* **REQUIRED WORK**
Print the entries exactly; no image belongs in the copy.

____ RECORDS SHOWN

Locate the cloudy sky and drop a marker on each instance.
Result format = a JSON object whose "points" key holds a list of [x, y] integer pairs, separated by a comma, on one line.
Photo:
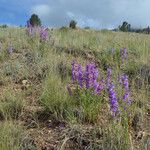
{"points": [[93, 13]]}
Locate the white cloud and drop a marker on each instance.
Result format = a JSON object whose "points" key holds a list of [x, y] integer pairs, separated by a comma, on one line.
{"points": [[41, 10], [94, 13]]}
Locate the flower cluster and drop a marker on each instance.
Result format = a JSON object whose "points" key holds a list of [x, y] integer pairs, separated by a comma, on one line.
{"points": [[87, 77], [123, 53], [113, 99], [40, 31], [44, 34], [124, 81], [10, 49]]}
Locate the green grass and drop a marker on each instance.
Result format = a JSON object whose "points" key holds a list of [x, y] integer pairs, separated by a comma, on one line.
{"points": [[36, 76]]}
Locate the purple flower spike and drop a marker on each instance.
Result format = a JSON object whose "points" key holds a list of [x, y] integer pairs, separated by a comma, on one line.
{"points": [[10, 49], [125, 83], [123, 53], [109, 73], [80, 76], [100, 87], [91, 75], [69, 90], [44, 34]]}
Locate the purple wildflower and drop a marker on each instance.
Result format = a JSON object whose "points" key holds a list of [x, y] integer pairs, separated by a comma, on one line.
{"points": [[123, 53], [69, 90], [74, 71], [113, 99], [109, 73], [10, 49], [125, 83], [80, 76], [91, 75], [100, 87], [113, 50], [44, 34]]}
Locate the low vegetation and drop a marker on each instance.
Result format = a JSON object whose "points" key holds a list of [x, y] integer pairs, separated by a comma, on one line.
{"points": [[74, 89]]}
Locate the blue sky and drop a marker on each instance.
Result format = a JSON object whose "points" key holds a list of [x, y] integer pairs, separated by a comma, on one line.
{"points": [[93, 13]]}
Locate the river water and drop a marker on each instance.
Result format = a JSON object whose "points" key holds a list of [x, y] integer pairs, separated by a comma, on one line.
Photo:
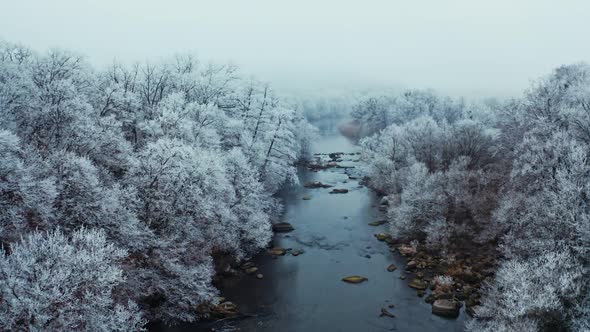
{"points": [[305, 293]]}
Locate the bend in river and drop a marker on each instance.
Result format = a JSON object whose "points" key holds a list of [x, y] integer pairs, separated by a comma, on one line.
{"points": [[305, 292]]}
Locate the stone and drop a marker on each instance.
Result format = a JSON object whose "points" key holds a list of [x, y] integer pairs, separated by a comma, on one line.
{"points": [[377, 223], [382, 236], [251, 270], [339, 191], [354, 279], [277, 251], [386, 313], [317, 185], [445, 308], [418, 284], [247, 265], [296, 252], [282, 227], [226, 309], [406, 250]]}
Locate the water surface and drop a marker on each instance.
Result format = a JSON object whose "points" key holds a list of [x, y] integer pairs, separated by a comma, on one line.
{"points": [[305, 293]]}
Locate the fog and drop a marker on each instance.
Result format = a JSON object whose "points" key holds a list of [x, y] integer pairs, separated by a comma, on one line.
{"points": [[461, 48]]}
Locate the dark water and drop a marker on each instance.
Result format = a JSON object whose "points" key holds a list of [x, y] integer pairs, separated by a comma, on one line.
{"points": [[305, 293]]}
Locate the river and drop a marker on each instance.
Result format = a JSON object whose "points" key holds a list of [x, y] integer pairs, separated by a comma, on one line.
{"points": [[305, 293]]}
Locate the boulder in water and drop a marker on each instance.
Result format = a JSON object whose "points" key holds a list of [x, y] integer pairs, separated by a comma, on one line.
{"points": [[339, 191], [282, 227], [354, 279], [445, 308]]}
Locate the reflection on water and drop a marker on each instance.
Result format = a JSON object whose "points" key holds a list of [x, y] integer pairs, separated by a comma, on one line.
{"points": [[305, 293]]}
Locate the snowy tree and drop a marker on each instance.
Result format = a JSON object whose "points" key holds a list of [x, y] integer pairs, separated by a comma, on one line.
{"points": [[55, 282]]}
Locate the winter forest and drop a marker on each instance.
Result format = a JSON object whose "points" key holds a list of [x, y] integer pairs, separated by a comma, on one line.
{"points": [[185, 193]]}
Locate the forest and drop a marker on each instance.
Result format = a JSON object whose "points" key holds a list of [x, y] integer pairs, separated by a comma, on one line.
{"points": [[122, 188], [118, 187], [511, 176]]}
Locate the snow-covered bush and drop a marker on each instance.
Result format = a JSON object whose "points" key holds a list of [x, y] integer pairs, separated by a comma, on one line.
{"points": [[54, 282]]}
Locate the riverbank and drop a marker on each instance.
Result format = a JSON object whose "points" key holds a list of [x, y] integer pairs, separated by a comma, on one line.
{"points": [[336, 237]]}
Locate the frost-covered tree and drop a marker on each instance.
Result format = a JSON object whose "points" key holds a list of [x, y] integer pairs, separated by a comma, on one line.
{"points": [[176, 162], [26, 192], [51, 281], [545, 209]]}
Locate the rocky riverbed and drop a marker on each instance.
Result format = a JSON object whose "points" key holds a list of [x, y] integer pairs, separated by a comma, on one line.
{"points": [[333, 267]]}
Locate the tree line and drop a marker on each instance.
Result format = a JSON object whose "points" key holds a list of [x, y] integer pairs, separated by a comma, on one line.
{"points": [[512, 175], [118, 186]]}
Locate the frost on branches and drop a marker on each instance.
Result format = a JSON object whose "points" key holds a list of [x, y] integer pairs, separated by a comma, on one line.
{"points": [[509, 174], [173, 162], [54, 282]]}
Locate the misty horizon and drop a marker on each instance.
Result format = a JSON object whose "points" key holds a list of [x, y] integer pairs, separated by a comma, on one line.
{"points": [[458, 48]]}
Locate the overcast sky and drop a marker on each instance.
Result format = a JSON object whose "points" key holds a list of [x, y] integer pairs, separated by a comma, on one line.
{"points": [[464, 47]]}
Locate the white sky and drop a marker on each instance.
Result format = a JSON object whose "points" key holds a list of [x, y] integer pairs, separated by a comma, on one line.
{"points": [[458, 47]]}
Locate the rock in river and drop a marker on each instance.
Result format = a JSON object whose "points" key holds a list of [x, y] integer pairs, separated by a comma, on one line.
{"points": [[377, 223], [446, 308], [316, 185], [296, 252], [277, 251], [282, 227], [354, 279], [385, 312], [339, 191], [418, 284], [251, 270], [382, 236]]}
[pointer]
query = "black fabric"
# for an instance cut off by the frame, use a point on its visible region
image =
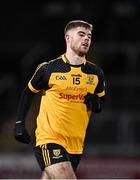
(20, 132)
(94, 102)
(46, 152)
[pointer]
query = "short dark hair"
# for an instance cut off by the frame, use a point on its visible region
(77, 23)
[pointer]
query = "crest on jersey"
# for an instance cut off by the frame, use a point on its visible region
(56, 152)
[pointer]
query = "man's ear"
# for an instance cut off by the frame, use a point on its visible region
(67, 37)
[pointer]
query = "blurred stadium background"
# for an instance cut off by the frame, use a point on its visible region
(32, 32)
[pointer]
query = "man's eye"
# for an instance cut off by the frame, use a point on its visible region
(81, 34)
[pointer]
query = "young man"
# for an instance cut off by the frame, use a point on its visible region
(71, 89)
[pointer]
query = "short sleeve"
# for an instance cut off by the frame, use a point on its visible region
(100, 89)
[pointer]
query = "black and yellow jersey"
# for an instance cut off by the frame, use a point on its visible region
(63, 117)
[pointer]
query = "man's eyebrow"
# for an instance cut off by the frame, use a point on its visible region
(84, 33)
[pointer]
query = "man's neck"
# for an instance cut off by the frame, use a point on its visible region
(74, 59)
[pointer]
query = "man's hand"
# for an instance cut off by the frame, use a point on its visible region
(21, 134)
(93, 102)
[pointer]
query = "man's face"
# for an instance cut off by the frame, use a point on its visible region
(79, 40)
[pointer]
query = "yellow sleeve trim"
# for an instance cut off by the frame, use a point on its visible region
(101, 94)
(32, 88)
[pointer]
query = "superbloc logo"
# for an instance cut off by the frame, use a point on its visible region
(61, 78)
(70, 97)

________

* **COMPLETED EXERCISE**
Locate the cloudy sky and drop a marker on each instance.
Result format = a JSON object whose "points" key holds a list of [x, y] integer pairs, separated by a comma, on one line.
Photo:
{"points": [[93, 13]]}
Locate the white cloud and drop a marker on each instance.
Result format = a JSON object whose "points" key holds a list of [x, y] integer pairs, separated by a comma, on one line.
{"points": [[41, 10], [94, 13]]}
Locate the flower cluster and drop a marker on each instance.
Result format = a JSON object whose "points" key holds a list of [x, y] integer pairs, separated by a comma, on one line.
{"points": [[87, 77], [123, 53], [113, 99], [40, 31], [44, 34], [124, 81], [10, 49]]}
Locate the green grass and drop a marker on each instance.
Result format = a JSON object whose "points" key holds a list of [x, y] integer pairs, separated by a comma, on one line.
{"points": [[36, 76]]}
Locate the purple flower spike and drop a marker on each instance.
Result format = a JSON object whose "points" key holds a list of [x, y] integer pairs, separated by a comma, on one line.
{"points": [[10, 49], [125, 83], [123, 53], [109, 73], [80, 76], [100, 87], [91, 75], [69, 90], [44, 34]]}
Locate the purple wildflower and drop a marker on each instance.
Result format = a JSON object whose "points" key holds a list of [x, y] integer pairs, separated by a comma, on one line.
{"points": [[123, 53], [69, 90], [74, 71], [113, 99], [109, 73], [10, 49], [125, 83], [80, 76], [91, 75], [100, 87], [113, 50], [44, 34]]}
Locate the low vegetation and drop a marker on each instance.
Result format = a JSON object whose "points" key holds a list of [x, y] integer pairs, separated by a comma, on one line.
{"points": [[74, 89]]}
Locate the blue sky and drop a marker on each instance.
Result format = a JSON object whose "points" key holds a list of [x, y] integer pairs, separated by a comma, on one line.
{"points": [[93, 13]]}
Locate the river water and drop a marker on each instance.
Result format = a JSON object whose "points" key holds a list of [x, y] integer pairs, separated by a comma, on one line.
Photo:
{"points": [[305, 293]]}
Locate the bend in river and drop a marker on each instance.
Result format = a JSON object whose "points" key holds a list of [x, y] integer pairs, separated by a comma, on one line.
{"points": [[305, 292]]}
Locate the stone and drop a marker on each instance.
Result format = a JSON object whose "points" key holds a list of [x, y] integer pairs, separated by a comma, on one line.
{"points": [[377, 223], [382, 236], [251, 270], [339, 191], [354, 279], [277, 251], [386, 313], [317, 185], [445, 308], [418, 284], [247, 265], [296, 252], [282, 227], [226, 309], [406, 250]]}
Locate the water surface and drop a marker on each instance.
Result format = a JSON object whose "points" key holds a list of [x, y] integer pairs, separated by a comma, on one line.
{"points": [[305, 293]]}
Locate the fog and drop a marker on each instance.
Result format = a JSON object whose "points" key holds a list of [x, y] integer pairs, separated by a comma, on one line.
{"points": [[461, 48]]}
Locate the dark water and drop a marker on each instance.
Result format = a JSON object whose "points" key holds a list of [x, y] integer pairs, separated by a comma, on one line.
{"points": [[305, 293]]}
Locate the river and drop a marker on each instance.
Result format = a JSON object whose "points" key holds a list of [x, y] integer pairs, separated by a comma, on one line.
{"points": [[305, 293]]}
Locate the boulder in water and drop a marker on each instance.
Result format = a JSON object whose "points" key holds a list of [x, y] integer pairs, separated by a comma, on one line.
{"points": [[339, 191], [282, 227], [354, 279], [445, 308]]}
Locate the reflection on water and drop a marker on each instance.
Result format = a JSON object whose "points" key holds a list of [x, y] integer pairs, separated by a comma, on one line.
{"points": [[305, 293]]}
Locate the snowy tree and drop a marker on each instance.
Result format = a JSON object whose "points" key holds a list of [x, y] integer pairs, separated by a comma, on one line.
{"points": [[55, 282]]}
Locate the winter forest and drop a marker on each instance.
Result format = a JSON object whose "points" key holds a list of [x, y] integer pairs, separated by a comma, on one line.
{"points": [[185, 193]]}
Locate the forest and drop a marker on each instance.
Result format = a JSON object whose "points" key holds a list of [x, y] integer pairs, separated by a comma, on one line.
{"points": [[122, 188], [118, 187], [511, 176]]}
Locate the snow-covered bush and drop a marker on each instance.
Result format = a JSON object whose "points" key holds a list of [x, y] integer pairs, separated by a comma, on one line.
{"points": [[54, 282]]}
Locate the riverbank and drop a marker on each instance.
Result format = a JSON object whose "points" key holds a list of [x, y] integer pairs, separated by a comma, on one line.
{"points": [[336, 237]]}
Locate the frost-covered tree and drop a marker on each instance.
Result format = a JSON object whose "points" key holds a list of [x, y] integer pairs, separated by a comma, on one line.
{"points": [[176, 162], [26, 192], [51, 281], [545, 209]]}
Locate the rocky riverbed and drop a marker on each instance.
Result format = a JSON object whose "points" key holds a list of [x, y] integer pairs, separated by a comma, on one line.
{"points": [[333, 267]]}
Locate the tree line and drop a marker on each instance.
Result format = a JSON object whose "points" key holds a list of [x, y] integer pairs, separated by a comma, on one line.
{"points": [[512, 175], [118, 186]]}
Locate the frost on branches and drop a marker on each instance.
Result format = a JSON object whose "points" key holds a list of [x, y] integer pairs, separated by a comma, on one line.
{"points": [[509, 174], [173, 162], [54, 282]]}
Locate the misty horizon and drop a marker on each instance.
Result format = a JSON object whose "points" key holds a list of [x, y] integer pairs, separated by a comma, on one line.
{"points": [[458, 48]]}
Locate the overcast sky and drop a marker on each instance.
Result format = a JSON object whose "points" key holds a list of [x, y] integer pairs, separated by a comma, on one line.
{"points": [[464, 47]]}
Locate the white sky and drop a marker on each instance.
Result format = a JSON object whose "points" key holds a list of [x, y] integer pairs, separated by a comma, on one line.
{"points": [[458, 47]]}
Locate the rock in river and drop a marker on each instance.
Result format = a JSON object whose "points" key holds a list of [x, y] integer pairs, separated by a comma, on one line.
{"points": [[377, 223], [446, 308], [316, 185], [296, 252], [277, 251], [282, 227], [354, 279], [385, 312], [339, 191], [418, 284], [251, 270], [382, 236]]}
[pointer]
query = "black fabric"
# for an instance cut off by the frame, use a point on its visible region
image =
(20, 132)
(94, 102)
(46, 152)
[pointer]
query = "short dark hair"
# for an instance cut off by the frame, use a point on its visible region
(77, 23)
[pointer]
query = "crest on jersey"
# for an instance cut off by the frame, use a point on its visible region
(56, 152)
[pointer]
query = "man's ear"
# for an instance cut off by the frame, use a point on its visible region
(67, 37)
[pointer]
query = "blurred stadium background"
# for an instance cut off by the frame, use a point on its visible region
(32, 32)
[pointer]
query = "man's eye"
# for an instance cut off by the frame, use a point on its visible region
(81, 34)
[pointer]
query = "young man"
# for an instance cut off by the frame, use a point on its visible region
(71, 89)
[pointer]
query = "short sleeve"
# for an instance cut off by the frame, use a point on its visible region
(100, 89)
[pointer]
query = "black and yellow jersey"
# for an instance cut off by the frame, use a point on its visible region
(63, 117)
[pointer]
query = "man's eyebrow"
# for an instance cut off by the frame, use a point on its visible region
(84, 33)
[pointer]
query = "man's neck"
# for an instance cut off by the frame, use a point on its visible region
(74, 59)
[pointer]
query = "man's hand"
# for an instance cut off by the frame, use a point on its visible region
(21, 134)
(93, 102)
[pointer]
query = "man's face"
# for an instance cut off by the frame, use a point on its visible region
(79, 40)
[pointer]
query = "yellow sleeve trim"
# for an instance cut off by the frame, use a point on its visible region
(101, 94)
(32, 88)
[pointer]
query = "superbloc logo"
# for an instance cut off by the frame, use a point on its visible region
(61, 78)
(70, 97)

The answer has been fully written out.